* _Selected text_:
┄┄┄┄┄┄

1. AUTOMATIC STAY

1.1 Covered Activities

1.1.a Taggart v. Lorenzen standard applies to stay violation in a corporate case. The debtor sold assets prepetition. After the petition date, the buyer demanded payment of certain working capital adjustments provided under the purchase agreement. The automatic stay prohibits any act to collect or recover a prepetition claim. Section 362(k) allows an individual debtor to recover damages for willful violation of the stay. Under Sixth Circuit law, it does not protect non-individual debtors. Therefore, the remedy for a stay violation in a non-individual debtor case is a civil contempt citation under section 105(a). Taggart v. Lorenzen, 139 S. Ct. 1795 (2019), applied the general standards for a civil contempt citation to a violation of the discharge injunction, permitting a contempt finding only if the actor had no objectively reasonable basis on which to assert the discharge injunction did not apply. But in dicta, the decision distinguished automatic stay violations in individual debtor cases, suggesting a strict liability standard might be appropriate. Because section 362(k) does not apply in non-individual debtor cases, the distinction does not apply; the general civil contempt standards apply. In this case, compliance with the purchase agreement regarding purchase price adjustments would not violate the stay, but the belated demand for payment did. However, the seller had an objectively reasonable basis to conclude that the action did not violate the stay. Therefore, the court denies the request for sanctions. Harker v. Eastport Holdings, LLC (In re GYPC, Inc.), ___ B.R. ___ (Bankr. S.D. Ohio Nov. 22, 2021).

┄┄┄┄┄┄

* _Data rows_:
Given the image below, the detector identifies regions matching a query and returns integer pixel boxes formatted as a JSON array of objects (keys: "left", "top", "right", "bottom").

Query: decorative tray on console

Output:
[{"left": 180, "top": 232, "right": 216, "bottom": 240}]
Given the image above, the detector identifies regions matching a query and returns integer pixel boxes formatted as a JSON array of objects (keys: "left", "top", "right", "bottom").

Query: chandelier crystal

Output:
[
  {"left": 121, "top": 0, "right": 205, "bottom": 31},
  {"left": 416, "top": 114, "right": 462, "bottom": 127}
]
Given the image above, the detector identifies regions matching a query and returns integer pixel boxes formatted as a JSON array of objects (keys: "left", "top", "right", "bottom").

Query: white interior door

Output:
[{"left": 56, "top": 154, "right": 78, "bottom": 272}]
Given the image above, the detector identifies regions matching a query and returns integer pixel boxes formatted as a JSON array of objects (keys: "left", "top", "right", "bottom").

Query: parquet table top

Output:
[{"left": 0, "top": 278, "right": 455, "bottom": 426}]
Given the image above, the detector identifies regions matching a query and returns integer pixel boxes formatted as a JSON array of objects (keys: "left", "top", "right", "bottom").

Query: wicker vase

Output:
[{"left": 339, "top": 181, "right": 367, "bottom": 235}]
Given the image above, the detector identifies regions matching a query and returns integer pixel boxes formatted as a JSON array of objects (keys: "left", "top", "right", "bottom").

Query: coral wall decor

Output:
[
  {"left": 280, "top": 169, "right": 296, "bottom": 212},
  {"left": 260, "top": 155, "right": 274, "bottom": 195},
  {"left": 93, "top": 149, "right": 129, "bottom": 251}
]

┄┄┄┄┄┄

* _Stated problem 1_:
Retype the automatic stay case summary in full, word for word.
* _Stated problem 2_:
Echo the whole listing line for line, changing nothing.

* _Exercise output 1_:
1. AUTOMATIC STAY

1.1 Covered Activities

1.1.a Taggart v. Lorenzen standard applies to stay violation in a corporate case. The debtor sold assets prepetition. After the petition date, the buyer demanded payment of certain working capital adjustments provided under the purchase agreement. The automatic stay prohibits any act to collect or recover a prepetition claim. Section 362(k) allows an individual debtor to recover damages for willful violation of the stay. Under Sixth Circuit law, it does not protect non-individual debtors. Therefore, the remedy for a stay violation in a non-individual debtor case is a civil contempt citation under section 105(a). Taggart v. Lorenzen, 139 S. Ct. 1795 (2019), applied the general standards for a civil contempt citation to a violation of the discharge injunction, permitting a contempt finding only if the actor had no objectively reasonable basis on which to assert the discharge injunction did not apply. But in dicta, the decision distinguished automatic stay violations in individual debtor cases, suggesting a strict liability standard might be appropriate. Because section 362(k) does not apply in non-individual debtor cases, the distinction does not apply; the general civil contempt standards apply. In this case, compliance with the purchase agreement regarding purchase price adjustments would not violate the stay, but the belated demand for payment did. However, the seller had an objectively reasonable basis to conclude that the action did not violate the stay. Therefore, the court denies the request for sanctions. Harker v. Eastport Holdings, LLC (In re GYPC, Inc.), ___ B.R. ___ (Bankr. S.D. Ohio Nov. 22, 2021).

* _Exercise output 2_:
Given the image below, the detector identifies regions matching a query and returns integer pixel boxes formatted as a JSON array of objects (keys: "left", "top", "right", "bottom").

Query: decorative tray on console

Output:
[{"left": 180, "top": 232, "right": 216, "bottom": 240}]
Given the image above, the detector identifies regions matching a query and returns integer pixel boxes formatted as a JSON array of objects (keys: "left", "top", "right", "bottom").

Query: chandelier crystal

Output:
[
  {"left": 121, "top": 0, "right": 205, "bottom": 31},
  {"left": 416, "top": 114, "right": 462, "bottom": 127}
]
Given the image above, the detector identifies regions matching a query and returns integer pixel boxes formatted as a JSON array of objects (keys: "left", "top", "right", "bottom").

Query: white interior door

Output:
[{"left": 56, "top": 154, "right": 78, "bottom": 272}]
Given the image above, the detector identifies regions matching a query and returns integer pixel boxes formatted as a JSON array of objects (keys: "left", "top", "right", "bottom").

Query: parquet table top

Output:
[{"left": 0, "top": 278, "right": 455, "bottom": 426}]
Given the image above, the detector identifies regions matching a query and returns integer pixel boxes formatted as a JSON array of objects (keys: "left", "top", "right", "bottom").

Query: wicker vase

Output:
[{"left": 339, "top": 181, "right": 367, "bottom": 235}]
Given the image above, the detector identifies regions matching a query and returns integer pixel boxes formatted as a JSON array of objects (keys: "left", "top", "right", "bottom").

Query: coral wall decor

Output:
[
  {"left": 280, "top": 169, "right": 296, "bottom": 212},
  {"left": 260, "top": 155, "right": 274, "bottom": 195},
  {"left": 93, "top": 149, "right": 129, "bottom": 251}
]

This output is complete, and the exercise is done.